* _WHAT YOU WILL DO_
Return, word for word, every line that follows.
[Start of DATA PROVIDED]
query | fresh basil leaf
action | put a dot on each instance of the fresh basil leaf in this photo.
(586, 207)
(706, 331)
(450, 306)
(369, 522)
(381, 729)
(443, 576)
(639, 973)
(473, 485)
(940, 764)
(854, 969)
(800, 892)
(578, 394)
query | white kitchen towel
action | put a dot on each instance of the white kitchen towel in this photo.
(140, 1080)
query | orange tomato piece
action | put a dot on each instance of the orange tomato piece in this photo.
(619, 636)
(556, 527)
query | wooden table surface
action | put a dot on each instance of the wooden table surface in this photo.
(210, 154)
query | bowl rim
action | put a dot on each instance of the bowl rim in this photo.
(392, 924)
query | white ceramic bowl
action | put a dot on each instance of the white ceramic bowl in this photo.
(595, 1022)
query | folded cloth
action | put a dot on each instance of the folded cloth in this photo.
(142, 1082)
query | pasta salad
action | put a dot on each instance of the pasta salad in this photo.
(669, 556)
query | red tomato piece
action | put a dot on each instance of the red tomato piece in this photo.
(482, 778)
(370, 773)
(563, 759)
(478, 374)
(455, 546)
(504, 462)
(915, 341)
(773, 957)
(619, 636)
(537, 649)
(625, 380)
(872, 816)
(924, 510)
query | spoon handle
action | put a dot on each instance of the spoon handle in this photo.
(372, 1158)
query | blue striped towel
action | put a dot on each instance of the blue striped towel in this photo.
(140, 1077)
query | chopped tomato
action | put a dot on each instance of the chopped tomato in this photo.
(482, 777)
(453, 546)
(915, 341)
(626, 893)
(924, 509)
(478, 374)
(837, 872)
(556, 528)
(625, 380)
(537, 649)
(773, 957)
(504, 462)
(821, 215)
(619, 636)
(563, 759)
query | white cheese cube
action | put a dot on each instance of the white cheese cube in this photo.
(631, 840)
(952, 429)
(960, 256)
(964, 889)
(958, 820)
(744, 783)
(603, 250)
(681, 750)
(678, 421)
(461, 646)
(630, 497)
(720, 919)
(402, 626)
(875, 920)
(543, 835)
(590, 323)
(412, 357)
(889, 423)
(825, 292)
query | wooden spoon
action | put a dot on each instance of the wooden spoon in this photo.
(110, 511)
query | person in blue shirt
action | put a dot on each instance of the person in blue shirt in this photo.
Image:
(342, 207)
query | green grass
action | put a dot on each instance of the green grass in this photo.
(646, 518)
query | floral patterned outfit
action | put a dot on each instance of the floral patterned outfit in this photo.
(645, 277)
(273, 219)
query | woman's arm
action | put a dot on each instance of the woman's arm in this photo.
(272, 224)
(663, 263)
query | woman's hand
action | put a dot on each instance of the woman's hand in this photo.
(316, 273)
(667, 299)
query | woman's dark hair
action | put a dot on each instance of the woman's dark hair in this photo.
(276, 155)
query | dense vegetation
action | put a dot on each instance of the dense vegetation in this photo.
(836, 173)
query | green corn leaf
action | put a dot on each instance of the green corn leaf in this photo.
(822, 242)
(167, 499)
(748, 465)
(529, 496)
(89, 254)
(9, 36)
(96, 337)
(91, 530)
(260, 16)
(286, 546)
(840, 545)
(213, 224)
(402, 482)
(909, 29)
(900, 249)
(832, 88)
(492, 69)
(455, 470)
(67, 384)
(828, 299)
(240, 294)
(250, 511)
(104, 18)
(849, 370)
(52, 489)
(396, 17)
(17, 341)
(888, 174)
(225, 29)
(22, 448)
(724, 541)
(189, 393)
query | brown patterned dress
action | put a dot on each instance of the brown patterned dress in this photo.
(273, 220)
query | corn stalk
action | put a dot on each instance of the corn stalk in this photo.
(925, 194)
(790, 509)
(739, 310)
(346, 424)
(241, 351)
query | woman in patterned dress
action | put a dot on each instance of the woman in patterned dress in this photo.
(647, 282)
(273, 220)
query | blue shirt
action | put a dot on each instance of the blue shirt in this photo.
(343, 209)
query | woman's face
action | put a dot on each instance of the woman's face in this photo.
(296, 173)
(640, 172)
[End of DATA PROVIDED]
* _PROBLEM SOLUTION_
query | fresh basil leaf
action | put a dot on each instance of the fresh basil leaf in this photo.
(586, 207)
(706, 331)
(450, 306)
(369, 522)
(381, 729)
(443, 576)
(639, 973)
(473, 485)
(940, 764)
(854, 969)
(800, 892)
(578, 394)
query | white kitchen towel
action | put a dot on each instance of the white kitchen towel in this photo.
(140, 1080)
query | orange tomato piece
action | put a dot on each instance of the orange tomato piece in this photo.
(619, 636)
(556, 527)
query | wooden table surface
action | put a dot on each instance of the wooden table surface in this photo.
(210, 154)
query | bowl rim
action | put a dot on each instance of the bowl rim in this photo.
(392, 924)
query | white ceramic bowl
action | put a dot on each instance of the white ceramic bowl in this photo.
(595, 1022)
query | folded cloth
action | put a dot on each instance of the folded cloth in this photo.
(142, 1082)
query | pasta salad
action | put a dot on each instance of the pasta salad in this photo.
(669, 556)
query | red tomato piece
action | put a dot on each instance of the red tomato piece in this photo.
(482, 778)
(370, 773)
(563, 759)
(478, 374)
(455, 546)
(504, 462)
(915, 341)
(773, 957)
(619, 636)
(537, 649)
(625, 380)
(872, 816)
(924, 510)
query | spoon handle
action | put a dot on each instance of the spoon handle in this photo.
(372, 1158)
query | blue striped towel
action | put a dot on each instance of the blue striped towel in this photo.
(140, 1077)
query | chopped tomato
action | put a dot on each instance of the chopped tomato in this photo.
(482, 777)
(453, 546)
(915, 341)
(626, 893)
(924, 509)
(478, 374)
(837, 872)
(556, 528)
(625, 380)
(537, 649)
(773, 957)
(504, 462)
(821, 215)
(619, 636)
(563, 759)
query | white cheese cube
action | put a dot on each instance of the white cheese cube in this photo.
(631, 840)
(952, 429)
(960, 256)
(964, 889)
(958, 820)
(744, 783)
(603, 250)
(681, 750)
(678, 421)
(461, 646)
(630, 497)
(720, 919)
(402, 626)
(875, 920)
(543, 835)
(590, 323)
(412, 357)
(889, 423)
(825, 292)
query | wooden spoon
action | put a dot on each instance of the wooden spoon in this photo.
(110, 511)
query | person in blue shirt
action | put a dot on each instance of the person in blue shirt in this photo.
Image:
(342, 207)
query | green grass
action | put a dot on each instance of the green grass in this photo.
(646, 518)
query | floral patterned outfit
action | put a dot on each instance of the floral patterned outfit in this photo.
(645, 277)
(273, 219)
query | woman's arm
action | put a dot on each instance of the woman's arm in this photo.
(272, 224)
(663, 263)
query | woman's hand
action | put a dot on each instance of the woman's hand in this photo.
(316, 273)
(667, 299)
query | woman's dark hair
action | put a dot on each instance of the woman's dark hair in this photo.
(276, 155)
query | dense vegetation
action | put a dot on each instance of the dense vegetation in this photo.
(836, 173)
query | green corn leaf
action | put a dot on each instance of the green corn leaf in this photo.
(822, 242)
(167, 499)
(748, 465)
(529, 496)
(89, 254)
(9, 36)
(96, 337)
(91, 530)
(260, 16)
(286, 546)
(840, 545)
(213, 224)
(402, 482)
(909, 29)
(900, 249)
(832, 88)
(492, 69)
(455, 470)
(67, 384)
(828, 299)
(240, 294)
(250, 511)
(104, 18)
(849, 370)
(52, 489)
(396, 17)
(17, 341)
(888, 174)
(225, 29)
(22, 448)
(724, 541)
(189, 393)
query | brown patterned dress
action | put a dot on each instance of the brown patterned dress in this photo.
(273, 220)
query | corn stalk
action | put a dot on each instance of the corn stalk in this photo.
(925, 194)
(790, 509)
(739, 310)
(346, 424)
(241, 351)
query | woman in patterned dress
action | put a dot on each instance of the woman in patterned dress in this photo.
(647, 282)
(273, 220)
query | blue shirt
action | put a dot on each instance of the blue shirt in this photo.
(343, 209)
query | woman's face
action | put a dot on each instance of the woman's face in this photo.
(296, 173)
(640, 172)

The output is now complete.